── DATA FOR PROCESSING

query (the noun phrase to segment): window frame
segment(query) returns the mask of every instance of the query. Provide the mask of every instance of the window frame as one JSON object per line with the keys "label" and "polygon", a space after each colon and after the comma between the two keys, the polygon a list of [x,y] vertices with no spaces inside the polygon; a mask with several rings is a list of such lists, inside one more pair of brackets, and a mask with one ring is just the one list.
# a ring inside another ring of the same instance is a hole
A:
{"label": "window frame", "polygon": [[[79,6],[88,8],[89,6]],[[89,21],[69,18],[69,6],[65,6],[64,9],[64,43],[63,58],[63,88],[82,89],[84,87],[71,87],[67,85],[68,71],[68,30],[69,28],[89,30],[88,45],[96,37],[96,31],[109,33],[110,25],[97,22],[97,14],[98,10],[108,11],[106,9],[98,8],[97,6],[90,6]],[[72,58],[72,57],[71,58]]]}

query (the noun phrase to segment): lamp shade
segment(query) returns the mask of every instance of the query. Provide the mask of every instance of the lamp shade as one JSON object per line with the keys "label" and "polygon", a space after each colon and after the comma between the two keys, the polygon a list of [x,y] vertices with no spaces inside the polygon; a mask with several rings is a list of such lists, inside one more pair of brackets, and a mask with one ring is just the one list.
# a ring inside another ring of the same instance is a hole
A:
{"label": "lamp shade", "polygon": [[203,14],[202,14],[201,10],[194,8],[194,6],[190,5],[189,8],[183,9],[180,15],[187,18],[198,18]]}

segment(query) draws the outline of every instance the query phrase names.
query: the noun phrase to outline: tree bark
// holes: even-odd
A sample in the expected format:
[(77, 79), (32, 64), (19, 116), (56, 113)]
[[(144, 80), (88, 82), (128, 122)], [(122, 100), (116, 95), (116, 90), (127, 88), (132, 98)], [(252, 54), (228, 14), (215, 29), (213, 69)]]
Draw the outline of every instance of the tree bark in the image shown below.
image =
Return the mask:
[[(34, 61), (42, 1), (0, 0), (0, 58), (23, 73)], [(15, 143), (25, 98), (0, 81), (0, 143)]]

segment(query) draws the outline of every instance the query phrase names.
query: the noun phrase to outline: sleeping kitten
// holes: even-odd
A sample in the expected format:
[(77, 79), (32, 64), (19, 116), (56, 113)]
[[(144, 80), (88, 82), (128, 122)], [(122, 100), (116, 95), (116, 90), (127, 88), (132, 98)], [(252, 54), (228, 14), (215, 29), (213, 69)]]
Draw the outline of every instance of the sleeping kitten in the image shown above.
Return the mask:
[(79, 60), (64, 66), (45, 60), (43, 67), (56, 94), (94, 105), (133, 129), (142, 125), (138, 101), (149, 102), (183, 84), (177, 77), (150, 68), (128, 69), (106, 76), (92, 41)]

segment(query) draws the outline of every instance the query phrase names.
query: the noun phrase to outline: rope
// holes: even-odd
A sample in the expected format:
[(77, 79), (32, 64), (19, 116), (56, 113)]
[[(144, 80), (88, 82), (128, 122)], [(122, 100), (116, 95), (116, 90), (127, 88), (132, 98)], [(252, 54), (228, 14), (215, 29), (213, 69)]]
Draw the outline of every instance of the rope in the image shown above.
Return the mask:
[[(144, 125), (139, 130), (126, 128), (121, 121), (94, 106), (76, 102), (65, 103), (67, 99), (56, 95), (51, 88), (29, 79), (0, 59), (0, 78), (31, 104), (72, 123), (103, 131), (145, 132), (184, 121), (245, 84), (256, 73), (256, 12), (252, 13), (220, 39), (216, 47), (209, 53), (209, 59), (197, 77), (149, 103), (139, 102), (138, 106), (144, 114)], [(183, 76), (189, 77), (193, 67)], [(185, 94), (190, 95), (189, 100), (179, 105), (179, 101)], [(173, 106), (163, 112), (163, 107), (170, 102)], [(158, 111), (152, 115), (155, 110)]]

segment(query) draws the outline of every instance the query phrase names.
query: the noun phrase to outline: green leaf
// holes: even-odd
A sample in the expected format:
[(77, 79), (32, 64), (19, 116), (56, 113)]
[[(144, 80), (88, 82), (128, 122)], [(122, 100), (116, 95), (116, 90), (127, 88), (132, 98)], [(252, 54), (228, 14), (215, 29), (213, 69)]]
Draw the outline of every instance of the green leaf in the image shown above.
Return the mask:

────

#### [EXERCISE OBJECTIVE]
Pull out every line above that contains the word "bark" and copy each one in full. Treat uppercase and lowercase as different.

#### [TASK RESULT]
query: the noun phrase to outline: tree bark
Draw the outline of every instance of the tree bark in the image shown below.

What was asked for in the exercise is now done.